### Exercise aim
Return each line of the material verbatim.

[START OF Material provided]

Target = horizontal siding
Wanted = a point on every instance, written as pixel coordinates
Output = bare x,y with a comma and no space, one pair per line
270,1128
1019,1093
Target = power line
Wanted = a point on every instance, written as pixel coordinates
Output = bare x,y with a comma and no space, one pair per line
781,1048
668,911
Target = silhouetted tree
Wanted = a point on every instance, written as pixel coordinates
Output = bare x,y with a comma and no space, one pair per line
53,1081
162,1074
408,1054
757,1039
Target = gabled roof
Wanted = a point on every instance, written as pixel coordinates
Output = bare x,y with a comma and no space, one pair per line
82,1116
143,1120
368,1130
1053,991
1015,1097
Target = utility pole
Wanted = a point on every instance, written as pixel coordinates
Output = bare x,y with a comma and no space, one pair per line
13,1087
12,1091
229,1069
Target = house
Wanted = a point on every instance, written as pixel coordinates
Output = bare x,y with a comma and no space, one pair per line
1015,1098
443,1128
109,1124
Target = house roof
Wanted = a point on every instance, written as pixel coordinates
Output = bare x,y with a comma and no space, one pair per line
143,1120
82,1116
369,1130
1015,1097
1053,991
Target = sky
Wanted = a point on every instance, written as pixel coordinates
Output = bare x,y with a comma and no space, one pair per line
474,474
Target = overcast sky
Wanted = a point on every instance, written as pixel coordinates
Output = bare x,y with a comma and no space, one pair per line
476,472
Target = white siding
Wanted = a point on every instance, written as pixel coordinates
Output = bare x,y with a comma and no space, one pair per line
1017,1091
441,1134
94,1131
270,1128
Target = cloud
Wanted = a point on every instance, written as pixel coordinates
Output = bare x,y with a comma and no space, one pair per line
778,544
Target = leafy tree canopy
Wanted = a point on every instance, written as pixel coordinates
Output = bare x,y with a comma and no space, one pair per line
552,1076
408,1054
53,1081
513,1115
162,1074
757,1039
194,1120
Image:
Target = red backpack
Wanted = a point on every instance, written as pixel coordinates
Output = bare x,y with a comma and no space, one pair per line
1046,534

[END OF Material provided]

### Task solution
Target = horizontal siding
Wanted = a point on every instance, written as pixel coordinates
Output = bare x,y with a comma and no space, one pair per line
270,1128
1019,1093
Target = power line
Wanted = a point on every instance, written as pixel coordinates
Output = bare x,y with a comma and no space, one pair per line
781,1048
668,911
Target = silhouetted tree
Wanted = a point on every instance, written as pixel coordinates
Output = bare x,y with a comma and no space, one pair per line
53,1081
162,1074
408,1054
757,1039
Target = gabled roof
Wanted = a point on every instance, written as pixel coordinates
Output = bare x,y with a comma and no space, one pair per line
82,1116
143,1120
368,1130
1053,991
1015,1097
Target = utility pole
Wanted = a point on every instance, written as pixel coordinates
Output = bare x,y with a comma and no space, one pair per line
13,1087
12,1091
229,1069
Target = house
Wanted = a point on every instance, written as pixel coordinates
Output = bare x,y with a comma and no space, one pair per line
1015,1098
443,1128
109,1124
Target = house roof
Wanted = a point on every instance, written as pixel coordinates
Output = bare x,y with a comma and no space, one pair per line
143,1120
82,1116
369,1130
1015,1097
1053,991
Target = sky
Wanted = a point on every instance, written as pixel coordinates
Output = bare x,y with a comma and no space, one pair per line
474,474
Target = overcast sky
Wanted = a point on every instance, written as pixel coordinates
Output = bare x,y with a comma and no space, one pair per line
476,472
Target = white siding
Wanted = a point on every instance, written as pixel coordinates
Output = bare x,y with a comma and no space, one pair per line
1017,1091
441,1134
94,1131
270,1128
Target = cloud
Wanted = a point on every instance, written as pixel coordinates
Output = bare x,y with a comma and no space, one pair per line
778,544
Target = leafy tree canopy
Wanted = a point on every instance, written as pixel coordinates
Output = bare x,y with a comma and no space, one pair per line
552,1076
408,1054
53,1081
513,1115
162,1074
757,1039
194,1120
Image:
Target = red backpack
Wanted = a point on every instance, written as pixel coordinates
Output = bare x,y with a comma and no space, one pair per line
1046,534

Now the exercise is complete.